(Beginning of DATA FOR THE TASK)

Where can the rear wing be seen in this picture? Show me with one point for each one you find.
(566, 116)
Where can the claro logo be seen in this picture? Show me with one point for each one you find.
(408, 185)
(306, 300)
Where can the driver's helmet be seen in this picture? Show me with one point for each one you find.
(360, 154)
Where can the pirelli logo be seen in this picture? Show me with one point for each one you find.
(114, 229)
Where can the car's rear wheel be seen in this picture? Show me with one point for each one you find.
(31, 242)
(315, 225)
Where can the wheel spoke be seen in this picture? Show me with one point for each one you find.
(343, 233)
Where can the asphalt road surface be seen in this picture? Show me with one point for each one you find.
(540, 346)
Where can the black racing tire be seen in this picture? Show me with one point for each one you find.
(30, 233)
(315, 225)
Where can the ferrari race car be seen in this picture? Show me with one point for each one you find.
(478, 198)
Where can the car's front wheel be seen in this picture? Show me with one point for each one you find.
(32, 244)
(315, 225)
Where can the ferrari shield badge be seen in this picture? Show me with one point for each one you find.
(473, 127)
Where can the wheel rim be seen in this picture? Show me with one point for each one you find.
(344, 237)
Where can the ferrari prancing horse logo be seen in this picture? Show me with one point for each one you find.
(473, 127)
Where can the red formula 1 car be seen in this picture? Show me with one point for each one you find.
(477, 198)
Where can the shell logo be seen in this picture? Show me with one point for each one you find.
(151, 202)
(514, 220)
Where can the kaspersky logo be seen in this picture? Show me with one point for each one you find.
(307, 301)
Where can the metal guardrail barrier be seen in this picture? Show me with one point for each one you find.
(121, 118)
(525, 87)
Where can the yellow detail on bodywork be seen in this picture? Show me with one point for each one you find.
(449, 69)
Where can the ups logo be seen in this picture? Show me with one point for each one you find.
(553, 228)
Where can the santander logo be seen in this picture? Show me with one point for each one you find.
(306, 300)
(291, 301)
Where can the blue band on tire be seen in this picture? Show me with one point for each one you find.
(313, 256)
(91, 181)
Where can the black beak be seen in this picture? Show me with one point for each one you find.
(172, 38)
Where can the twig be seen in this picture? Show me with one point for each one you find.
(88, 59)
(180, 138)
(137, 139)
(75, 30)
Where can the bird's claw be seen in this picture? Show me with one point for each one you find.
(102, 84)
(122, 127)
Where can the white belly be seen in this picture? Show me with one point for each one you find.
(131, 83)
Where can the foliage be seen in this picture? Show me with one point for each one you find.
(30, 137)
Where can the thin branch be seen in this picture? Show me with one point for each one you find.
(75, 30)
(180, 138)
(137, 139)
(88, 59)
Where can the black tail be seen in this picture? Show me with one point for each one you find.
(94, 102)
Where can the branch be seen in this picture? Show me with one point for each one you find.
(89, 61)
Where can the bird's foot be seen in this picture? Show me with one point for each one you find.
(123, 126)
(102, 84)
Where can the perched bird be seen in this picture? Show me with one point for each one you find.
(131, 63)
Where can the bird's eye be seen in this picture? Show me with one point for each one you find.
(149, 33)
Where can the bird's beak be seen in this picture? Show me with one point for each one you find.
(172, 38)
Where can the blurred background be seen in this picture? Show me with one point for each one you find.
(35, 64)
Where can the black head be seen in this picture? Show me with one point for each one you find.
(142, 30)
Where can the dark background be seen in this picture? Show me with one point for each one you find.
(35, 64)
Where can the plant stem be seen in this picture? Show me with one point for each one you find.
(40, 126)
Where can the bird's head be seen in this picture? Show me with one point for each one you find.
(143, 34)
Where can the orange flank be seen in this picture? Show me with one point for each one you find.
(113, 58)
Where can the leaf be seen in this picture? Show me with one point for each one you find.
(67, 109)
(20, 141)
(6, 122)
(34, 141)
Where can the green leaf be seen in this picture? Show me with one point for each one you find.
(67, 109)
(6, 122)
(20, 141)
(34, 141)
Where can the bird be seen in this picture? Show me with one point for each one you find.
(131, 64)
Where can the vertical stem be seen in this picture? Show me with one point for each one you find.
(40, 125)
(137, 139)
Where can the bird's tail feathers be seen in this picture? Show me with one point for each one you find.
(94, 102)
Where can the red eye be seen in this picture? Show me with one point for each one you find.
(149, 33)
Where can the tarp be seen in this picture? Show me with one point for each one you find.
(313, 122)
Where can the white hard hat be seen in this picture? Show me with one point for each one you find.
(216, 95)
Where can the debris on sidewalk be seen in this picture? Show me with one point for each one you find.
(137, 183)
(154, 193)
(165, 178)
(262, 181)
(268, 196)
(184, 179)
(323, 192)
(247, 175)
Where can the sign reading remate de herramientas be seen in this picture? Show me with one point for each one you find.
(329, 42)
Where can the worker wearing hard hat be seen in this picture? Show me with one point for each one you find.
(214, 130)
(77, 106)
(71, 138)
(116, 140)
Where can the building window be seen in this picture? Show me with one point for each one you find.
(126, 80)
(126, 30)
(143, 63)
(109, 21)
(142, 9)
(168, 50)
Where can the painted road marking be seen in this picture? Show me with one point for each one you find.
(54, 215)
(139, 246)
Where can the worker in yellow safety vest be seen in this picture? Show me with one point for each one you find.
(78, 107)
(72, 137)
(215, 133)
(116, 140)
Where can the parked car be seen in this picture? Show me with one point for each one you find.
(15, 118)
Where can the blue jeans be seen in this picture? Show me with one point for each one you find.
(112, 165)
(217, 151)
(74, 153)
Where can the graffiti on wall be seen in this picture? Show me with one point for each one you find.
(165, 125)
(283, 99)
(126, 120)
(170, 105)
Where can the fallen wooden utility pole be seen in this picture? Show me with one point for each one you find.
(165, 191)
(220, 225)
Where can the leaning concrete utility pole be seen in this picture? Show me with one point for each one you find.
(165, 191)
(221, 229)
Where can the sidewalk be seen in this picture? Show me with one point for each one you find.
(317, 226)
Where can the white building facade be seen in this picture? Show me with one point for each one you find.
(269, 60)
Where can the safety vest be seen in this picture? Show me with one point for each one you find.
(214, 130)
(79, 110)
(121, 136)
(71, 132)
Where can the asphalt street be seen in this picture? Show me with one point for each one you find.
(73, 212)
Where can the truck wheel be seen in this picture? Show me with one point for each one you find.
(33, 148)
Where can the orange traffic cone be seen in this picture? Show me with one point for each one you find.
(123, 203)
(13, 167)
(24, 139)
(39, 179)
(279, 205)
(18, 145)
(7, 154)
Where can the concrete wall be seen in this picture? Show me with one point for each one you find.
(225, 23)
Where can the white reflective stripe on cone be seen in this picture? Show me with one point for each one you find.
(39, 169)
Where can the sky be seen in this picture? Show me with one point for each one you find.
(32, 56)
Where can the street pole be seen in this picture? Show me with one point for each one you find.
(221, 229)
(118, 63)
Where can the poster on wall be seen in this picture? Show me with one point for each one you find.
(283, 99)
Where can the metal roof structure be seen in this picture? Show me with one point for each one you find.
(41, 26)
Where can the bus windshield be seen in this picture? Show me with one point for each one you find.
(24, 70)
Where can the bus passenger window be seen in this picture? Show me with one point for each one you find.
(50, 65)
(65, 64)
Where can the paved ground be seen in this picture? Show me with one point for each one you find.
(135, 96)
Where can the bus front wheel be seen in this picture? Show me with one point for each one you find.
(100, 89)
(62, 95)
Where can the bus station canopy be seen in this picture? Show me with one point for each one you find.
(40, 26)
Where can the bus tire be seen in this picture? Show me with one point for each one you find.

(End of DATA FOR THE TASK)

• EXERCISE DESCRIPTION:
Every record should be given again exactly.

• RESULT OF THIS EXERCISE:
Where can the rear wing be seen in this picture? Show me with one point for each one you find.
(566, 116)
Where can the claro logo be seen in this picture? Show me with one point for each one you find.
(408, 185)
(306, 300)
Where can the driver's helmet be seen in this picture? Show me with one point for each one you find.
(360, 154)
Where can the pirelli logo be seen in this picture? Show me with one point for each one you find.
(114, 229)
Where can the car's rear wheel be seen in this picture? Show me with one point for each one you find.
(31, 242)
(315, 225)
Where can the wheel spoke be seen in this picture? Show me with one point for each one you find.
(343, 233)
Where can the asphalt road surface be seen in this picture? Show me with one point for each one you find.
(540, 346)
Where can the black racing tire be seen in this picture? Show me with one point for each one you find.
(30, 233)
(315, 225)
Where can the ferrari race car be seen in this picture? Show me with one point for each one you find.
(478, 198)
Where can the car's front wheel be seen in this picture? Show me with one point for each one you find.
(32, 244)
(315, 225)
Where can the ferrari shield badge be seen in this picture? Show me with one point for each one you find.
(473, 127)
Where can the wheel rim be seen in this picture? Show me with one point for each one you find.
(344, 237)
Where can the ferrari prancing horse logo be seen in this picture? Show me with one point for each one you find.
(473, 127)
Where can the red formula 1 car be seen in this picture? Show me with one point for each one you find.
(477, 198)
Where can the shell logo be seen in this picture? Show me with one point for each one you find.
(151, 202)
(514, 220)
Where can the kaspersky logo be seen in this picture? Show me with one point for each one you find.
(307, 301)
Where can the metal guardrail barrier be seen in this picture? Show me with one point for each one you find.
(121, 118)
(525, 87)
Where can the yellow detail on bodywork be seen in this picture? Show me with one point for each one you find.
(449, 69)
Where can the ups logo be seen in this picture? Show me with one point for each one you find.
(553, 228)
Where can the santander logo be seen in this picture? Show me with one point for each one you find.
(306, 300)
(291, 301)
Where can the blue band on tire be seen in this picture? Show me with one point for each one you find.
(313, 256)
(91, 181)
Where can the black beak be seen in this picture? Show me with one point for each one you find.
(172, 38)
Where can the twig be seen in this picture? Show me with one point for each one you find.
(88, 59)
(180, 138)
(137, 139)
(75, 30)
Where can the bird's claw be seen in this picture? Show me with one point for each one you find.
(102, 84)
(122, 127)
Where can the white belly be seen in this picture? Show me with one point for each one you find.
(131, 83)
Where can the foliage be seen in this picture? Show me with one point for each one you find.
(30, 137)
Where can the thin branch be seen in this picture? Show me with one point for each one you find.
(75, 30)
(180, 138)
(137, 139)
(88, 59)
Where can the black tail be seen in this picture? Show me with one point for each one you find.
(94, 102)
Where can the branch be seen in this picture? Show me with one point for each one you find.
(89, 61)
Where can the bird's foot be seen in this picture? Show me with one point for each one you find.
(123, 126)
(102, 84)
Where can the perched bird be seen in this picture? Show me with one point for each one you find.
(131, 63)
Where can the bird's eye be seen in this picture? Show me with one point for each one you find.
(149, 33)
Where can the bird's beak be seen in this picture? Show me with one point for each one you find.
(172, 38)
Where can the blurred background be seen in this picture? Show me with one point for each one you find.
(35, 64)
Where can the black head be seen in this picture? Show me with one point for each one you find.
(142, 30)
Where can the dark background be seen in this picture? Show me with one point for each one you find.
(35, 64)
Where can the plant stem be seen in this picture? Show me with one point for each one you find.
(40, 126)
Where can the bird's head be seen in this picture? Show me with one point for each one you find.
(143, 34)
Where can the orange flank be seen in this picture? Show me with one point for each one you find.
(113, 58)
Where can the leaf be seen in this picture? Show me with one point for each one you find.
(67, 109)
(20, 141)
(6, 122)
(34, 141)
Where can the green leaf be seen in this picture? Show me with one point for each one you find.
(67, 109)
(6, 122)
(20, 141)
(34, 141)
Where can the bird be seen in this picture? Show me with one point for each one you find.
(131, 64)
Where can the vertical stem be seen in this picture? Show me with one point for each one you find.
(40, 125)
(137, 139)
Where can the bird's tail feathers be seen in this picture? Show me with one point for each one you find.
(94, 102)
Where can the red eye be seen in this picture? Show me with one point for each one you find.
(149, 33)
Where can the tarp be seen in this picture? Show me with one point for each one you find.
(313, 122)
Where can the white hard hat be seen in this picture? Show me with one point for each one you find.
(216, 95)
Where can the debris on sidewalk be seen in this picture? Show me with one point for each one you find.
(137, 183)
(154, 193)
(165, 178)
(262, 181)
(268, 196)
(184, 179)
(323, 192)
(247, 175)
Where can the sign reading remate de herramientas be seen in this picture? Show me with one point for each one you find.
(329, 42)
Where can the worker wearing hard hat be seen in this picture? Show me with one point for each one you find.
(214, 130)
(77, 106)
(71, 138)
(116, 140)
Where can the building window be seen in this picture? Show me with one point for each one you find.
(126, 80)
(126, 30)
(143, 63)
(109, 21)
(142, 9)
(168, 50)
Where can the painted road marking be seen in this picture? Show me with one point for each one you find.
(54, 215)
(139, 246)
Where can the worker in yellow safety vest be seen in this picture? Show me with one point for each one you find.
(78, 107)
(72, 137)
(215, 133)
(116, 140)
Where can the parked car be seen in this picture? Show me with one point for each one you find.
(15, 118)
Where can the blue jeans be seen in this picture? Show me with one point for each one you find.
(112, 165)
(217, 151)
(74, 153)
Where can the graffiti on wall be seen in this picture? Show me with one point for each one you find.
(165, 125)
(283, 99)
(126, 120)
(170, 105)
Where can the fallen wooden utility pole be seen in this picture? Show me with one point for each one you find.
(165, 191)
(220, 225)
Where can the leaning concrete utility pole be seen in this picture? Show me with one point for each one you find.
(165, 191)
(221, 229)
Where can the sidewalk be seen in this picture? Show me with one point for each one you find.
(317, 226)
Where can the white building facade be seen in this picture? Show me with one point for each one you find.
(269, 60)
Where can the safety vest be seen in this picture? Show me with one point for each one you find.
(214, 130)
(79, 110)
(121, 136)
(71, 132)
Where can the asphalt street be seen in this picture? Show me with one point for each one you find.
(73, 212)
Where can the truck wheel be seen in this picture? Show me with one point for each one you find.
(33, 148)
Where can the orange traffic cone be seen in this picture? Show me with one point for each one you find.
(123, 203)
(13, 167)
(24, 139)
(39, 179)
(279, 205)
(18, 145)
(7, 154)
Where can the concrete wall be seen in this picture? Show me with one point for each one you find.
(225, 23)
Where can the white reflective stripe on cone be seen in this picture? Show me with one point for each one you find.
(39, 169)
Where can the sky be seen in this picture? Show me with one point for each one you find.
(32, 56)
Where can the street pole be seen in this picture? Show me with one point for each one you find.
(221, 229)
(118, 63)
Where can the poster on wall be seen in this picture? Show me with one point for each one you find.
(283, 99)
Where can the metal roof structure be seen in this picture? Show me with one point for each one you find.
(41, 26)
Where can the bus windshield be seen in this picture? Show me with one point for each one you find.
(24, 70)
Where can the bus passenger window be seen in this picture? Show me with one point for each one you find.
(50, 65)
(65, 64)
Where can the paved ground be seen in this picture? Show me with one point for each one you find.
(135, 96)
Where can the bus front wheel be seen in this picture? Show me with one point for each one you find.
(100, 89)
(62, 95)
Where can the bus station canopy be seen in this picture? Show me with one point for each one you find.
(40, 26)
Where can the bus tire be seen in this picture? Show me with one point for each one you find.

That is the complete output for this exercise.